What this exercise asks:
(A) According to the travel reflection, when does the writer's 26th birthday fall?
(B) Set down the part of the travel reflection starting at "Despite the fact" and ending at "and unique manner.".

* START Quoted passage *

When I started writing my weekly headspace pieces I had no idea how awesome this weekly release of my thoughts would be. I did know and have proved to myself how hard it is to keep up with your blog even if it is once a week. I see why people do this as an actual career in itself because it’s a lot of work and you truly have to carve out the time for it. I wanted my weekly headspace to be a concrete way for me to write more, even if it wasn’t particularly well designed or crafted pieces. These are my thoughts plain and simple. In this process I have realized that I have A LOT of thoughts in one week. I mean, like, A LOT. Sometimes it’s hard to decide what thoughts to synthesize and what thoughts to dismiss. I talk to hundreds of people on a weekly basis because my business is all about talking to people and connecting with them. It doesn’t matter if it’s people who have known me since childhood or high school or friends that I have connected to through common interests  like fitness and traveling via social media, almost everyone asks me the same question, “Australia? WOW! How is it living there?”

I had my friend and  fellow coach ask me a while ago,  “What is your biggest takeaway  from all your adventures? What have you learned about yourself, other cultures, and the world?”  I realized that I think about this almost every day for one reason or another. I have lived it and I am living it. I have watched my mind expand and my heart break and connected to people from all over the world for about 3 years now. But no one has lived it all with me. Luckily, I have many companions, especially Jackie, who have experienced a huge chunk of it and the bond we share because of it is truly something special.  Through my blog I try to convey what traveling has done for me but I love to pause and reflect for new followers and because I am not sure if I have ever answered that question explicitly, my biggest takeaway from all of my adventures. I am feeling quite nostalgic as my 26th birthday approaches at the beginning of June and  I keep thinking about how different my life was last June. I had high expectations for twenty five but my expectations have been blown out of the water. Because I believed that the best was yet to come… the best came and is still coming.

My biggest takeaway from all of my adventures living abroad in two radically different countries and returning back home to America in between, has been that the world is an absolutely captivating and magical place, if you allow it to be. Being open minded is the key to happiness, success, relationships and quite honestly, life.  I truly believe that for the most part people are their own worst enemies and let their fears hold them back from the life they deserve.

Despite the fact that I was living in a third world country, backpacking through many South East Asian  third world countries, prancing around the fancy beach clubs in Bali, eating traditional meals with locals, paying more for my brunch then I did for my hostel, hiking active volcanoes at sunrise, making friends from every country you could imagine and experiencing something new almost every single day I finally realized how similar we all are. I worry this sounds cliche but that has truly been my personal experience.  Human beings are so similar it is actually quite scary. It’s such a mind blowing experiencing because not only do you see how similar you are but you are forced to perceive the world in a totally new and unique manner.

* END Quoted passage *
* START Data rows *

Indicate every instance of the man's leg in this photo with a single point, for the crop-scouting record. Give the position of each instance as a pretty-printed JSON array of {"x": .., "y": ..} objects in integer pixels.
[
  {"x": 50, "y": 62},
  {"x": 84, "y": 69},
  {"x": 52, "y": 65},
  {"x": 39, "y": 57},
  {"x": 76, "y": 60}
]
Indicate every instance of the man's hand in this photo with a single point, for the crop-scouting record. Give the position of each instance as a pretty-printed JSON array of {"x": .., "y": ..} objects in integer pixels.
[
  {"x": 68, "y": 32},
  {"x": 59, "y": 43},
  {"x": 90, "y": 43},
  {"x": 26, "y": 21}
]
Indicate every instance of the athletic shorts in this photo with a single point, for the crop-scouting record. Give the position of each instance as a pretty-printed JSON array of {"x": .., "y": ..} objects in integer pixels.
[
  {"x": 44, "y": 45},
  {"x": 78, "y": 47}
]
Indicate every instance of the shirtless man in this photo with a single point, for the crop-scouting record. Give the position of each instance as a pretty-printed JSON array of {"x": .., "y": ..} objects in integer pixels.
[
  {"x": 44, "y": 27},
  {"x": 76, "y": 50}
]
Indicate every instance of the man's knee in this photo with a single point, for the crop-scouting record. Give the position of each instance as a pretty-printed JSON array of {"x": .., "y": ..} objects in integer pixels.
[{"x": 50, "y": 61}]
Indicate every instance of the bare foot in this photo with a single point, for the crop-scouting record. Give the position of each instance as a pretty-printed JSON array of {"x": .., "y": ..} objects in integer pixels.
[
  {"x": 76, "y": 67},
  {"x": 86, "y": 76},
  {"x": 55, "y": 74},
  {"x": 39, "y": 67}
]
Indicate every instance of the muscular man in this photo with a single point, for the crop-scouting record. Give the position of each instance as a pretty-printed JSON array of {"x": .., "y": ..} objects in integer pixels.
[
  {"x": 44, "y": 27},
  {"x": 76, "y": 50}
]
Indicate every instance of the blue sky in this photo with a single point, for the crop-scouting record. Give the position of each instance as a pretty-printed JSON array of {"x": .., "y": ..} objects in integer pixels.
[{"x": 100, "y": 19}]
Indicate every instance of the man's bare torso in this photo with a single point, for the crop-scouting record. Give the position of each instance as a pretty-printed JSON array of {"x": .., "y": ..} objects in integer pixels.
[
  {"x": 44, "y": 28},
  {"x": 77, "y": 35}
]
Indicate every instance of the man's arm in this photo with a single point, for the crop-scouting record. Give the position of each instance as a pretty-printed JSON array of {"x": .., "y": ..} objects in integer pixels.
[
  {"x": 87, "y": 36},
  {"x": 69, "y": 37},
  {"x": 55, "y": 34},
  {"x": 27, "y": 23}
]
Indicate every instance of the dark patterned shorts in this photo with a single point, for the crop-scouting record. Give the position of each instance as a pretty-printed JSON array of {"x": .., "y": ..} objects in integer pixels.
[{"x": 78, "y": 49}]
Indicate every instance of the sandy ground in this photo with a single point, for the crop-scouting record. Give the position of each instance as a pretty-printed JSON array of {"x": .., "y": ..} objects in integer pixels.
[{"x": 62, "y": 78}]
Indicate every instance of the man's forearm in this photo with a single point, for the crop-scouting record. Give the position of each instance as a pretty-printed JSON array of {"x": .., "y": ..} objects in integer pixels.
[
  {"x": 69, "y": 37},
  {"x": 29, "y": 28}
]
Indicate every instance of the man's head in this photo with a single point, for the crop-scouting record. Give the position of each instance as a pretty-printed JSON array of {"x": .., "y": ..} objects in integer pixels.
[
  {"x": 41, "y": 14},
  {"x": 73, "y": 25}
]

* END Data rows *
* START Data rows *

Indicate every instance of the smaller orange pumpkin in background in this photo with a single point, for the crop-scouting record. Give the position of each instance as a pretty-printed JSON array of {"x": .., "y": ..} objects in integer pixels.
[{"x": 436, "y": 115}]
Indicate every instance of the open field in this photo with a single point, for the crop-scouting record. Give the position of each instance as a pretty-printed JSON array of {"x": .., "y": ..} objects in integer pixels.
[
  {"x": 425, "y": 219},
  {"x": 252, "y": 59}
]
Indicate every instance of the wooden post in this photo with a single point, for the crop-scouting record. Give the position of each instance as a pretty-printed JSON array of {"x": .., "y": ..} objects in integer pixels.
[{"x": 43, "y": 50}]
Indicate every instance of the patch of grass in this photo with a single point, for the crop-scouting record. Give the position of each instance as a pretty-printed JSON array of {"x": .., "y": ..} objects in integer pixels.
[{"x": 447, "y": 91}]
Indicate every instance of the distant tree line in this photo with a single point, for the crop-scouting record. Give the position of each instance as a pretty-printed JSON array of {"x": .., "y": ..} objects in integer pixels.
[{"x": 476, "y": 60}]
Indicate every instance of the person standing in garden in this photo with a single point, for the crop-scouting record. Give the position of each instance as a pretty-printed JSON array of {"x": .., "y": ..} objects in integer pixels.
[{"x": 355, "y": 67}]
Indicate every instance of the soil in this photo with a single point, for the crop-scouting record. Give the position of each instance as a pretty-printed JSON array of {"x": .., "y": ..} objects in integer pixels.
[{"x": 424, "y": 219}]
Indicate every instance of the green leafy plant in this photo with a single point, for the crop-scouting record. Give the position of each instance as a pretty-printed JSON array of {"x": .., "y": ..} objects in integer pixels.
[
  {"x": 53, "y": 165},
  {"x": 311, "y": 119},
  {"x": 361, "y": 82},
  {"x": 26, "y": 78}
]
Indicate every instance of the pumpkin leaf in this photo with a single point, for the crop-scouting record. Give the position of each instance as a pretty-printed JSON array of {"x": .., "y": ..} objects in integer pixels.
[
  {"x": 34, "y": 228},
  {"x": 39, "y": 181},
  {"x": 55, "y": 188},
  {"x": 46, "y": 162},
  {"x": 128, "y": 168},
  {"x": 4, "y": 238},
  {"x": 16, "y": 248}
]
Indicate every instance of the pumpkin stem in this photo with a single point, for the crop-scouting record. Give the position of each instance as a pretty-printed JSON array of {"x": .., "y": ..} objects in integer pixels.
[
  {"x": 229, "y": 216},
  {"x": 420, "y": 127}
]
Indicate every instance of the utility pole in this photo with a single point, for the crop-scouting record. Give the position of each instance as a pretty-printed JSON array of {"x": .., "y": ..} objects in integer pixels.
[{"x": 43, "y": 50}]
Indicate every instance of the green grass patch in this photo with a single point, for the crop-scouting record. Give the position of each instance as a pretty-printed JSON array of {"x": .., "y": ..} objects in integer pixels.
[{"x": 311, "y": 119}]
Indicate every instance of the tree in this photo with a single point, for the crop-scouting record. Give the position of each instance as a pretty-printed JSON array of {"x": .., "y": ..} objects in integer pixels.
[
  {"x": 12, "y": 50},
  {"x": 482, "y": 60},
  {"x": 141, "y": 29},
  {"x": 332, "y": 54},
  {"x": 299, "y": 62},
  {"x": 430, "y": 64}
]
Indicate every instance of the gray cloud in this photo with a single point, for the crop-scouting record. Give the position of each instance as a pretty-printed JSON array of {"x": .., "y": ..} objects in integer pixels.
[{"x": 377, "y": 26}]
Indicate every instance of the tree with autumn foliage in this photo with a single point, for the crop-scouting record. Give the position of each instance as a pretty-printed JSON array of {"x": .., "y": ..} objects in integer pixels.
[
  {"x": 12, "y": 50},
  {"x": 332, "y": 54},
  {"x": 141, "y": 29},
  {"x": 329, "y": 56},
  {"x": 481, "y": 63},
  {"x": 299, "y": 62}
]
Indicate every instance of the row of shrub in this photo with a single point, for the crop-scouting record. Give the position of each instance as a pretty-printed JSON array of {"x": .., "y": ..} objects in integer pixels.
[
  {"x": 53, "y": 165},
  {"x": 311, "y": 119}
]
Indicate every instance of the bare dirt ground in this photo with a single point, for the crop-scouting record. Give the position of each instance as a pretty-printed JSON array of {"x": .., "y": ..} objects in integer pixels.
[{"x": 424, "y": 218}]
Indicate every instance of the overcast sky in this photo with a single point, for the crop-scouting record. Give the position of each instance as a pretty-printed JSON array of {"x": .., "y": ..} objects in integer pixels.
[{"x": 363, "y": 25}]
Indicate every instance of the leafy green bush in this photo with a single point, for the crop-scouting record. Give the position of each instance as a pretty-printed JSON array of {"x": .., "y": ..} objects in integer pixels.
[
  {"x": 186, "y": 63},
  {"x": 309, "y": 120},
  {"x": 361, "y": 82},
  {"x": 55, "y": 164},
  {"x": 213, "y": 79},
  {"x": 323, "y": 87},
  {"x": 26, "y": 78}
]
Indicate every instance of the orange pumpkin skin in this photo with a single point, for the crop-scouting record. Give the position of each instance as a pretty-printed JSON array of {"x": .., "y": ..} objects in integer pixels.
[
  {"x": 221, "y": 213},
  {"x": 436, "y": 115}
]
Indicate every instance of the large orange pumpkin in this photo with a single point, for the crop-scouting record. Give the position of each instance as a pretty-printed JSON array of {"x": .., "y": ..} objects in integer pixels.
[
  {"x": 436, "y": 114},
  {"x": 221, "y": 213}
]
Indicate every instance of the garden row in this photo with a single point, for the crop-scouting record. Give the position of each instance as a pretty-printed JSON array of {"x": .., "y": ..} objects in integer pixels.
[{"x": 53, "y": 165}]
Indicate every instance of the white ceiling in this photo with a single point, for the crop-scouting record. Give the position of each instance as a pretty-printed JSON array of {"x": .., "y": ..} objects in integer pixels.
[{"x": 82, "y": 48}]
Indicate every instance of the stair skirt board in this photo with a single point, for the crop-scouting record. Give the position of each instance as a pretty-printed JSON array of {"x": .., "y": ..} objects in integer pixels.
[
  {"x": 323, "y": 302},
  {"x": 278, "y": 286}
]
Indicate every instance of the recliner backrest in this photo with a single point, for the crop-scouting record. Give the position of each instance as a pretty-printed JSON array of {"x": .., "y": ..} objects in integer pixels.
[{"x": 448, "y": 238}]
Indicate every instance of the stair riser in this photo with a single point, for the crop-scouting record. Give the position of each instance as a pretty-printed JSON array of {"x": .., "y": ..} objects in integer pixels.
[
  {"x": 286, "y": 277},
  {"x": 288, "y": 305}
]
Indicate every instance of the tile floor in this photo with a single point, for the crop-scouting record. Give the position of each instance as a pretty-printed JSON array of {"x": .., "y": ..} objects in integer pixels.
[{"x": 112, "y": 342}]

* END Data rows *
* START Data rows *

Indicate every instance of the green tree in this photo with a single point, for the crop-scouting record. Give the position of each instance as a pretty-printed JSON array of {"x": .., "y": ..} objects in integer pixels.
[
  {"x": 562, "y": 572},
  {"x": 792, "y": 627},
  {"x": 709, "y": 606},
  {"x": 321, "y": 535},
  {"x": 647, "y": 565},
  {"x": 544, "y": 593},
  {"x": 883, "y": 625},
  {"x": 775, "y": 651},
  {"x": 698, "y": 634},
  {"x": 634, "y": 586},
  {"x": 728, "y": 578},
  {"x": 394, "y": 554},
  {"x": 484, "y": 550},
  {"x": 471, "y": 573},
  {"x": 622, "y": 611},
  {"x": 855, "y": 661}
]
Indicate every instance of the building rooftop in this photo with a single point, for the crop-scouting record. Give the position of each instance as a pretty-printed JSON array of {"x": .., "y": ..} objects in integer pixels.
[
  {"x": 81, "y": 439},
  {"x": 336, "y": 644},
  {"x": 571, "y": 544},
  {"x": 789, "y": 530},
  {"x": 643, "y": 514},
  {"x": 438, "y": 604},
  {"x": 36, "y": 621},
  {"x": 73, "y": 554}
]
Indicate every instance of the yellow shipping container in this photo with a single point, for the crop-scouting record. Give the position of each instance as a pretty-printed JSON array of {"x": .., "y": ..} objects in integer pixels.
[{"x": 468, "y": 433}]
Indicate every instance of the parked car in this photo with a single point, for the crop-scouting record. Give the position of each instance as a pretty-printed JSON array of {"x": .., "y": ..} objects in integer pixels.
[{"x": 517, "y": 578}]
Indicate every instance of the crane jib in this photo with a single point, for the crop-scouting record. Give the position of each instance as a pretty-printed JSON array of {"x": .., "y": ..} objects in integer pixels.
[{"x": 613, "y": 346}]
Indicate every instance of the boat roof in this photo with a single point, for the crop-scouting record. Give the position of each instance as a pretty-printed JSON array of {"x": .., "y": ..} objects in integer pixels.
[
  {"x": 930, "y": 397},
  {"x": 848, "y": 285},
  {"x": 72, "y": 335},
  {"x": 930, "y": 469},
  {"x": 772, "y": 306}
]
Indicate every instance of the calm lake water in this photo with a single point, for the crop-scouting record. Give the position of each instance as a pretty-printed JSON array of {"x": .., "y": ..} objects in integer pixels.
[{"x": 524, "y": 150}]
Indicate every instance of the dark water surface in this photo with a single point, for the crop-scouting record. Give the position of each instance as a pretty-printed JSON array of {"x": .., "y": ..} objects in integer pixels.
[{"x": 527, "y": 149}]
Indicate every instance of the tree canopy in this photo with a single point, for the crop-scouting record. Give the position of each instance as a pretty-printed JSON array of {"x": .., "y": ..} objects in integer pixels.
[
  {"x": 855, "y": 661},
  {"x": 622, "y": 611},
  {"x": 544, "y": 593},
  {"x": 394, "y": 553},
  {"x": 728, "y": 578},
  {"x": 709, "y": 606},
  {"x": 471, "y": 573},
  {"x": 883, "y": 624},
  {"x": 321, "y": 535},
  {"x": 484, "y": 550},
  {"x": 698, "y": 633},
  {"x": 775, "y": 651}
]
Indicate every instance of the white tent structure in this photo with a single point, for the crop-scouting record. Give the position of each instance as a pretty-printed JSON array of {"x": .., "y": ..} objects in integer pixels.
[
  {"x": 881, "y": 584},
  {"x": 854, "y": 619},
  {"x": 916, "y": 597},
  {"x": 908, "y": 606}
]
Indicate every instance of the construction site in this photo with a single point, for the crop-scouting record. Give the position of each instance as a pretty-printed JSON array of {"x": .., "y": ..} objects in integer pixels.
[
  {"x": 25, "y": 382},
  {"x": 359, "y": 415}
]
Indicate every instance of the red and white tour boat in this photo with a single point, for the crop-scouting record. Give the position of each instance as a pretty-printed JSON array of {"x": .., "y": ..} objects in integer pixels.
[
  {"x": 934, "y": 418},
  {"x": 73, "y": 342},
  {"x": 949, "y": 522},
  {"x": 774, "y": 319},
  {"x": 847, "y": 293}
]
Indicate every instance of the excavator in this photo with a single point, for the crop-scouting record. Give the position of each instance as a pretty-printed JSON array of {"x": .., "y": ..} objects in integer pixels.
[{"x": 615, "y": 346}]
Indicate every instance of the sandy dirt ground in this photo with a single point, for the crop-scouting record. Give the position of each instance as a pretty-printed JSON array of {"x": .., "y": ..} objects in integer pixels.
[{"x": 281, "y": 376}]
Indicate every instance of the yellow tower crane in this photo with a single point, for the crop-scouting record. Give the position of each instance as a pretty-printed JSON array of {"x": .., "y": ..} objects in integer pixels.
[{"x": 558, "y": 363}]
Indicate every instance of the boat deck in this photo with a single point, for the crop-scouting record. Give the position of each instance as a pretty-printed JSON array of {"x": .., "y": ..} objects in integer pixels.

* END Data rows *

Results:
(A) At the beginning of June.

(B)
Despite the fact that I was living in a third world country, backpacking through many South East Asian  third world countries, prancing around the fancy beach clubs in Bali, eating traditional meals with locals, paying more for my brunch then I did for my hostel, hiking active volcanoes at sunrise, making friends from every country you could imagine and experiencing something new almost every single day I finally realized how similar we all are. I worry this sounds cliche but that has truly been my personal experience.  Human beings are so similar it is actually quite scary. It’s such a mind blowing experiencing because not only do you see how similar you are but you are forced to perceive the world in a totally new and unique manner.